[Dataset excerpts]
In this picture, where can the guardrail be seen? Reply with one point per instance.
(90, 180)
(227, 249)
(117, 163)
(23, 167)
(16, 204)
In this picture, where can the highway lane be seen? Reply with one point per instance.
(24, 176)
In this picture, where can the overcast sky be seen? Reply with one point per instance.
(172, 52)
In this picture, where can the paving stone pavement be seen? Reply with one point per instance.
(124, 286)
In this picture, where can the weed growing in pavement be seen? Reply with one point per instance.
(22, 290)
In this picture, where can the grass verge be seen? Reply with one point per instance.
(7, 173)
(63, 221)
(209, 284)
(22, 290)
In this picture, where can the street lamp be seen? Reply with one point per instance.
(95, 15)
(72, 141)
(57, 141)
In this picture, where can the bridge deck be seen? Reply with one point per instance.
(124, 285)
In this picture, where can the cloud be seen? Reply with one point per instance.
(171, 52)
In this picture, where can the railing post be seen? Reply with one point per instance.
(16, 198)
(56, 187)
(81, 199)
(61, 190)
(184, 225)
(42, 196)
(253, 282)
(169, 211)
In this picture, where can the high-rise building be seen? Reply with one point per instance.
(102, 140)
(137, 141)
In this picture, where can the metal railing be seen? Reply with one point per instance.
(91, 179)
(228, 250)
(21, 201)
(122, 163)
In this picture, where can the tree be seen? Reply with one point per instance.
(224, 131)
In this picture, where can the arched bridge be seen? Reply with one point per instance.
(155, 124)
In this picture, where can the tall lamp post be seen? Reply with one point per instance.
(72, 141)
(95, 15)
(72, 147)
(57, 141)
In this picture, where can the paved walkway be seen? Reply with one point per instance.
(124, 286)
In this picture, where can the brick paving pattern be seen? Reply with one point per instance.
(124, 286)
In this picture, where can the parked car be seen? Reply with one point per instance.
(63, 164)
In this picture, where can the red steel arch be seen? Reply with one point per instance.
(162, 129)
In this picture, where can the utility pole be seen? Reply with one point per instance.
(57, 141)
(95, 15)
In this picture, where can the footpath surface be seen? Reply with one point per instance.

[REQUIREMENT] Without changing anything, repeat every record above.

[RESPONSE FOR THIS EXERCISE]
In this picture, where can the guardrail be seen? Reply with one point per instance.
(90, 180)
(227, 249)
(117, 163)
(23, 167)
(16, 204)
In this picture, where can the highway lane be seen? Reply with one point per instance.
(24, 176)
In this picture, where can the overcast sky be seen? Reply with one point per instance.
(172, 52)
In this picture, where can the paving stone pavement be seen? Reply with one point per instance.
(124, 286)
In this picture, where can the weed growing in pavement be seen? Reply with one point per instance.
(22, 290)
In this picture, where can the grass verge be seen? Reply with one point per instance.
(7, 173)
(63, 221)
(209, 284)
(22, 290)
In this picture, where can the street lamp be seen? Reply with one point per instance.
(95, 15)
(72, 141)
(57, 141)
In this picture, where can the bridge deck be seen? Reply with one point per instance.
(124, 285)
In this picture, where can the cloud be seen? Reply with one point per instance.
(171, 52)
In this picture, where can the railing post be seen? Reply with one point per instance.
(16, 198)
(56, 187)
(81, 199)
(61, 190)
(184, 225)
(42, 196)
(253, 282)
(169, 211)
In this picture, where can the high-rise building be seen? Reply with one point per instance.
(102, 140)
(137, 141)
In this picture, where can the metal railing be seen? Reply with one point per instance.
(91, 179)
(228, 250)
(21, 201)
(122, 163)
In this picture, where can the tree be seen? Reply with one point per instance.
(224, 131)
In this picture, where can the arched bridge be seen? Reply with one point per instance.
(155, 124)
In this picture, where can the tall lamp post be seen? Reply with one point per instance.
(72, 141)
(95, 15)
(72, 147)
(57, 141)
In this picture, where can the paved walkway be seen? Reply with one point per instance.
(124, 286)
In this picture, where can the brick paving pattern be seen? Reply with one point per instance.
(124, 286)
In this picture, where can the parked car be seen? Reply with one point per instance.
(63, 164)
In this picture, where can the red steel arch be seen? Reply with one point per instance.
(162, 129)
In this picture, where can the utility pole be seen? Reply with one point per instance.
(57, 141)
(95, 15)
In this picture, where can the footpath surface be seen? Reply with one point per instance.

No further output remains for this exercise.